• [Task brief]:
Below is a listing. Quote from it, exactly, the lines from the one containing "Query: hanging flower basket" down to the one containing "Where can you spot the chalkboard", both ends included, and nothing else.

• [Data for processing]:
========================

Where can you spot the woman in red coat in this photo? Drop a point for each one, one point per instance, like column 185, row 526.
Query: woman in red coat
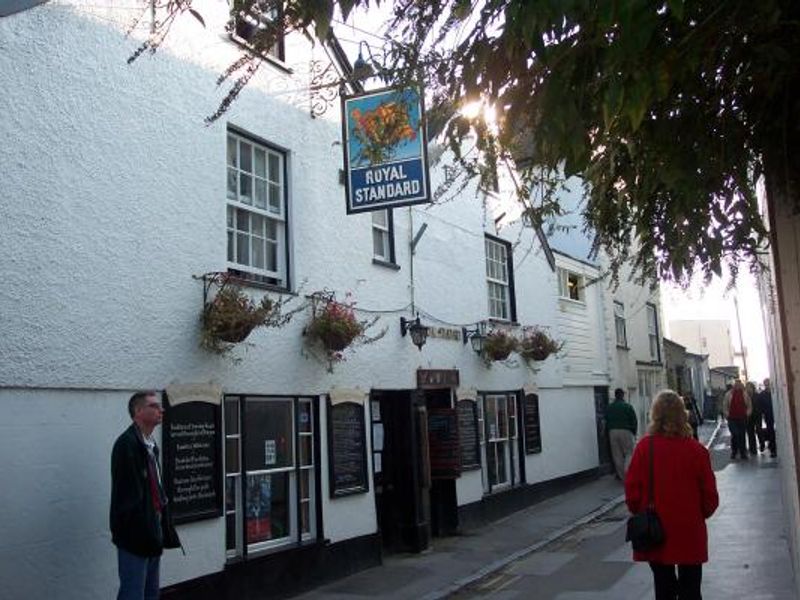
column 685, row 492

========================

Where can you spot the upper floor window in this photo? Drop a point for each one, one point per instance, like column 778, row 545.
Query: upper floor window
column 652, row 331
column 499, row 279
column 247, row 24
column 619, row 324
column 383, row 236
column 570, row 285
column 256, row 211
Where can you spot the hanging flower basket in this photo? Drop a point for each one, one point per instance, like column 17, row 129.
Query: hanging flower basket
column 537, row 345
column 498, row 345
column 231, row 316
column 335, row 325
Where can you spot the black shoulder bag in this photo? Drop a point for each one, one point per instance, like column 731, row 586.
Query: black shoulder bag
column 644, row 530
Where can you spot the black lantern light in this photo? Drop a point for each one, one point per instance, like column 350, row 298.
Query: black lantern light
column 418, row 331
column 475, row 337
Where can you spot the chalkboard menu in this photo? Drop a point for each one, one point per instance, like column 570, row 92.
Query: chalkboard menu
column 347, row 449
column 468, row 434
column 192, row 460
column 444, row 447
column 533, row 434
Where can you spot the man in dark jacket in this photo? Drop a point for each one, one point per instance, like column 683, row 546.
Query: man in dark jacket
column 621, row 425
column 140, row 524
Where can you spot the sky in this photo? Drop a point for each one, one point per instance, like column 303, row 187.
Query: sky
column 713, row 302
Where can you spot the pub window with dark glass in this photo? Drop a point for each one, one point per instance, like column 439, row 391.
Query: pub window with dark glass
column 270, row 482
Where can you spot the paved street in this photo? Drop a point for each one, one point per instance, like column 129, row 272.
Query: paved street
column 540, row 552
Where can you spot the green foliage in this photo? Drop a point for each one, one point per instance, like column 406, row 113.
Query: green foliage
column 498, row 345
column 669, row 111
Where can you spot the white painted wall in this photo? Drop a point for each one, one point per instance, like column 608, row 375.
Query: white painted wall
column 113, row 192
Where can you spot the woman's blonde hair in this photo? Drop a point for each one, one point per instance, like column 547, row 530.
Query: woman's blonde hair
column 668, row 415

========================

• [Solved problem]:
Query: hanging flower basket
column 537, row 345
column 498, row 345
column 231, row 316
column 335, row 325
Where can you spot the black shoulder bag in this photo? Drop a point for each one, one point per instance, like column 731, row 586.
Query: black shoulder bag
column 644, row 530
Where can you spot the black lantern light in this photo? Drop a point for each one, one point per instance, like column 350, row 298.
Query: black lantern light
column 418, row 331
column 475, row 337
Where can you spot the chalkboard menu in this photo? Drop a point for each one, one point per instance, like column 570, row 92.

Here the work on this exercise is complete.